Please repeat exactly the lines below from the one containing "Question. For every instance of the wooden door" down to the one containing "Question. For every instance of the dark leggings", both included, and nothing else.
Start of Block
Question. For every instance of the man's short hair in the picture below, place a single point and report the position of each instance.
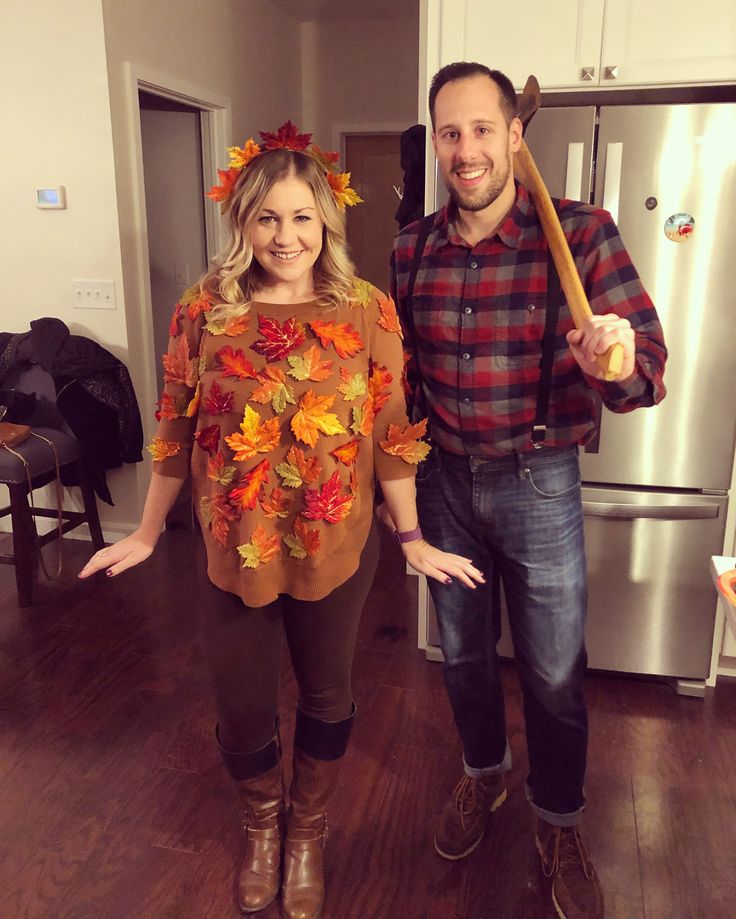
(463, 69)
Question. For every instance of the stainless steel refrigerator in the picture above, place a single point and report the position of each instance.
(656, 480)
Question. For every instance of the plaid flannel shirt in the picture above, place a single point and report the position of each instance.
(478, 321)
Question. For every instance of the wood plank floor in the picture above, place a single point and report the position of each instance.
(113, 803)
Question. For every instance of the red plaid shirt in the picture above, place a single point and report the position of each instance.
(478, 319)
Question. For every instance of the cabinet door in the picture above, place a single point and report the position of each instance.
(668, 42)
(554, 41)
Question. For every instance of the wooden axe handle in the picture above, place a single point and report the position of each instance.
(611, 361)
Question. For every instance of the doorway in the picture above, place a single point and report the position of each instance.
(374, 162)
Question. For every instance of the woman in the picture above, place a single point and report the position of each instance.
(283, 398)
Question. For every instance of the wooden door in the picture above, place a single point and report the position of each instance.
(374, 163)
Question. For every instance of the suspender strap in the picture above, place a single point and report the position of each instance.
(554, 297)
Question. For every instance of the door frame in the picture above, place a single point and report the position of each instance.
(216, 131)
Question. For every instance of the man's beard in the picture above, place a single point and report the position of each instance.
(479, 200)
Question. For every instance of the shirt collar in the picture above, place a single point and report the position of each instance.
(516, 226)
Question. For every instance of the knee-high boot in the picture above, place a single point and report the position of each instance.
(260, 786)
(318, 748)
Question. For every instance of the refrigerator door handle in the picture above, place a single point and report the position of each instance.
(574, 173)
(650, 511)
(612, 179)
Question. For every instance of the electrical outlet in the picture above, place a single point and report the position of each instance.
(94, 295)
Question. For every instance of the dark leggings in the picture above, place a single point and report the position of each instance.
End of Block
Start of Block
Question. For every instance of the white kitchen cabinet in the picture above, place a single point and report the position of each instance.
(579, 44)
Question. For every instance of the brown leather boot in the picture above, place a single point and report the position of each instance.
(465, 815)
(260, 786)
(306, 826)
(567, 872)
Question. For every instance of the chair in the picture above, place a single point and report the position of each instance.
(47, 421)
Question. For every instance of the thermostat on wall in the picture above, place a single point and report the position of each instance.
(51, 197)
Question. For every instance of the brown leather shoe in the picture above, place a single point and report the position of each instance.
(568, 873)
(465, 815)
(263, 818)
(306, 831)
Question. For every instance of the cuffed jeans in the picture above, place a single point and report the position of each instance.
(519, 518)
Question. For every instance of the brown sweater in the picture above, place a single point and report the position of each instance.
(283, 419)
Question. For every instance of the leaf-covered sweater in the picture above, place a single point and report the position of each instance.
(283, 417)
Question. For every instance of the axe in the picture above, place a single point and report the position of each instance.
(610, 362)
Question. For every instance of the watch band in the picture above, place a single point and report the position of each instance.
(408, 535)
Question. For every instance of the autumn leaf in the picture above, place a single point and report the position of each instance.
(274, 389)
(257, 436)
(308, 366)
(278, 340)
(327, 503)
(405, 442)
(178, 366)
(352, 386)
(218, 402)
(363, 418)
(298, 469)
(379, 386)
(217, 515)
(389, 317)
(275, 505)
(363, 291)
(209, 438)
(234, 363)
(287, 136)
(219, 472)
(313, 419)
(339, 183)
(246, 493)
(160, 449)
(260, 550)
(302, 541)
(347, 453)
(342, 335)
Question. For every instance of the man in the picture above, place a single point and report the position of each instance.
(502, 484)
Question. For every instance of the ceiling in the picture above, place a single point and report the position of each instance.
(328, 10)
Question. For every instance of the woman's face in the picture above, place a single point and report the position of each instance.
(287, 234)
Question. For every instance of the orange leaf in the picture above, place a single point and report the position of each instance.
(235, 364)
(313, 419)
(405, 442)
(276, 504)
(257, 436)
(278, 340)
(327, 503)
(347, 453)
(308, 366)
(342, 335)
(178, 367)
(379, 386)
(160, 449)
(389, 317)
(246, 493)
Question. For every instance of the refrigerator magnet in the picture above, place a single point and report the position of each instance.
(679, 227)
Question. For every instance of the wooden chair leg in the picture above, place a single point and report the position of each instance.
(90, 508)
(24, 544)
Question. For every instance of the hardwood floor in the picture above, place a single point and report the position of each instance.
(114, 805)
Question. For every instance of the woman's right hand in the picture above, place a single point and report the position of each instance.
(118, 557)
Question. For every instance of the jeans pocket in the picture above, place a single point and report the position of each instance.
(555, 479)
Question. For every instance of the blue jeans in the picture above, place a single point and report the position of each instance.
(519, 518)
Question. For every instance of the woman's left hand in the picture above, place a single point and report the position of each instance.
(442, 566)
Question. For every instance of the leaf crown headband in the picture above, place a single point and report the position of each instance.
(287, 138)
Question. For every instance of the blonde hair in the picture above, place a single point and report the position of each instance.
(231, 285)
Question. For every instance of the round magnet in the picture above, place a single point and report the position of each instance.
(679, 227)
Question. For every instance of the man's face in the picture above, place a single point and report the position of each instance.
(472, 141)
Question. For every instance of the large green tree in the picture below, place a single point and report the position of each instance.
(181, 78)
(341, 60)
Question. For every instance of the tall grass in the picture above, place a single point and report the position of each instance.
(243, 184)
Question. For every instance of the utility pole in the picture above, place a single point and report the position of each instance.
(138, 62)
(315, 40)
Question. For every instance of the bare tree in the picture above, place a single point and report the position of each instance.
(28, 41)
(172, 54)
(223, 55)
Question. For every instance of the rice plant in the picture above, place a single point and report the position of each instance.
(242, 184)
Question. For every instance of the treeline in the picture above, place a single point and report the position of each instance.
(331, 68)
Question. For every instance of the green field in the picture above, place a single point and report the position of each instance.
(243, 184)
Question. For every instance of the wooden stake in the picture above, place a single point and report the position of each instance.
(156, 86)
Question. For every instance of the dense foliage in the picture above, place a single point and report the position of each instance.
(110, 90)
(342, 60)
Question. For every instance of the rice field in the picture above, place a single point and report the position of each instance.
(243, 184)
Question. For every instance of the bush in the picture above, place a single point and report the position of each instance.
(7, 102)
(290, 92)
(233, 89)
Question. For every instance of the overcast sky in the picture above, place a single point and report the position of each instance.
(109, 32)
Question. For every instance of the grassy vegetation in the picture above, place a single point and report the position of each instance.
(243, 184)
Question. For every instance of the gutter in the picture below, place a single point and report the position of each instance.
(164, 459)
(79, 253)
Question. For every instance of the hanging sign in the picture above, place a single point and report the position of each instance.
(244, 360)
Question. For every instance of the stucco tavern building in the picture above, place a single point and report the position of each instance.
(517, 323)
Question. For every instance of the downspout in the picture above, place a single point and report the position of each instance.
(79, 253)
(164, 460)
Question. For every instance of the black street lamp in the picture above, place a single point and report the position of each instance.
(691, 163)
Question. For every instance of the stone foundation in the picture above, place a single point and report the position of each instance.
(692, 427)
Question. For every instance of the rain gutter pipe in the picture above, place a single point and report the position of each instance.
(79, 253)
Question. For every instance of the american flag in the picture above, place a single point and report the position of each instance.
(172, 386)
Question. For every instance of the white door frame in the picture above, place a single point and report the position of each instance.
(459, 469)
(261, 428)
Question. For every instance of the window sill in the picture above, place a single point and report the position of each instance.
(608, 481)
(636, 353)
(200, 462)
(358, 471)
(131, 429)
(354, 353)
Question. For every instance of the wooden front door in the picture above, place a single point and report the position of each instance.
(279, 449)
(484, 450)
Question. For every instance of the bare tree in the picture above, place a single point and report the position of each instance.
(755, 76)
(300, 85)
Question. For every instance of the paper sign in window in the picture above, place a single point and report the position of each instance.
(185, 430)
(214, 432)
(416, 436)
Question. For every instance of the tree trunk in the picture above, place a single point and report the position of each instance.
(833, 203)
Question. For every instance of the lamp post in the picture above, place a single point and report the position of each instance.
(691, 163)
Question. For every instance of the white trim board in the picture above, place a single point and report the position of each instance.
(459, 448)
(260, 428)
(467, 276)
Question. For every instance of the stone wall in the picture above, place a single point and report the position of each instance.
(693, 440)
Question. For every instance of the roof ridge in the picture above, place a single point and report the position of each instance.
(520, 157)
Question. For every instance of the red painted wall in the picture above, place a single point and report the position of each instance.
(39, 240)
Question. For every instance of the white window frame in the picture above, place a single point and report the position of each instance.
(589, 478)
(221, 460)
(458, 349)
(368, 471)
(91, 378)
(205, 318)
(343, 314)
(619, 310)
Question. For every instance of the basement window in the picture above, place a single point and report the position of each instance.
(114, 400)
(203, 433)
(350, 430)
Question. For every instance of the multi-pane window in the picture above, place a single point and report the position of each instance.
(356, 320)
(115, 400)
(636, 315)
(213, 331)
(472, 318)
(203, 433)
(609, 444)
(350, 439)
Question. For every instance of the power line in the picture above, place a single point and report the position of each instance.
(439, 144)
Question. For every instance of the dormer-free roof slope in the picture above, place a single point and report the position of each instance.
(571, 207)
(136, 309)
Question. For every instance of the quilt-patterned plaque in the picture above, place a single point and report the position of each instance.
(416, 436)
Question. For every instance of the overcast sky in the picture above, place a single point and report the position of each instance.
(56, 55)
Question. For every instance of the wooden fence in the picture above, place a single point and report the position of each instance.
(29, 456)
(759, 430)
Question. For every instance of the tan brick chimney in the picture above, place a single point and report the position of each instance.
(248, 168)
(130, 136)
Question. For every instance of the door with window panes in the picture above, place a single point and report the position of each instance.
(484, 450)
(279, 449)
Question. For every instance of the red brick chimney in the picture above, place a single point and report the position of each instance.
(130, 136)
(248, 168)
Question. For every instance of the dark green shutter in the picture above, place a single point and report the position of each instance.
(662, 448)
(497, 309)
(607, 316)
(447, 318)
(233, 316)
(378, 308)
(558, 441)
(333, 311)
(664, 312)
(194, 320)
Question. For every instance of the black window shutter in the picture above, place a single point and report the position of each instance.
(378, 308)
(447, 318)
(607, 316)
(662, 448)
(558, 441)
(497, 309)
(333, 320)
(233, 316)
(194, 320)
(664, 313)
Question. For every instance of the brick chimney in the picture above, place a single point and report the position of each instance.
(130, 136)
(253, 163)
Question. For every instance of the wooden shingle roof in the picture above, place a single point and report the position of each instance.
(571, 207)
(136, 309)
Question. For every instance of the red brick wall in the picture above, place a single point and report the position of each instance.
End of Block
Problem solution »
Question. For every instance of the wooden door in the picture above, place a single point and report the position of each instance.
(374, 163)
Question. For every instance of the suspender strap in the picture above, place a single point and report the position of each instance.
(554, 297)
Question. For every instance of the door frame in the picture above, place a single point and report the position of each instance.
(216, 131)
Question. For every instance of the man's beard in the picture above, place a single point and report the position of each instance.
(479, 200)
Question. For every instance of the shirt collar in the picture above, place a single point and report the position of each instance.
(516, 226)
Question. For every instance of the knee-high boot in the picture above, place a single point and report the position of each instance.
(260, 786)
(318, 748)
Question. For every instance of the refrigerator door handle in the picture above, place a single point and report the position of each instance.
(574, 173)
(650, 511)
(612, 179)
Question. For every instance of the electrical outlet in the picture above, place a single point and report the position of each instance.
(94, 295)
Question. For every instance of the dark leggings in the picture above, place a single point and report the position of each instance.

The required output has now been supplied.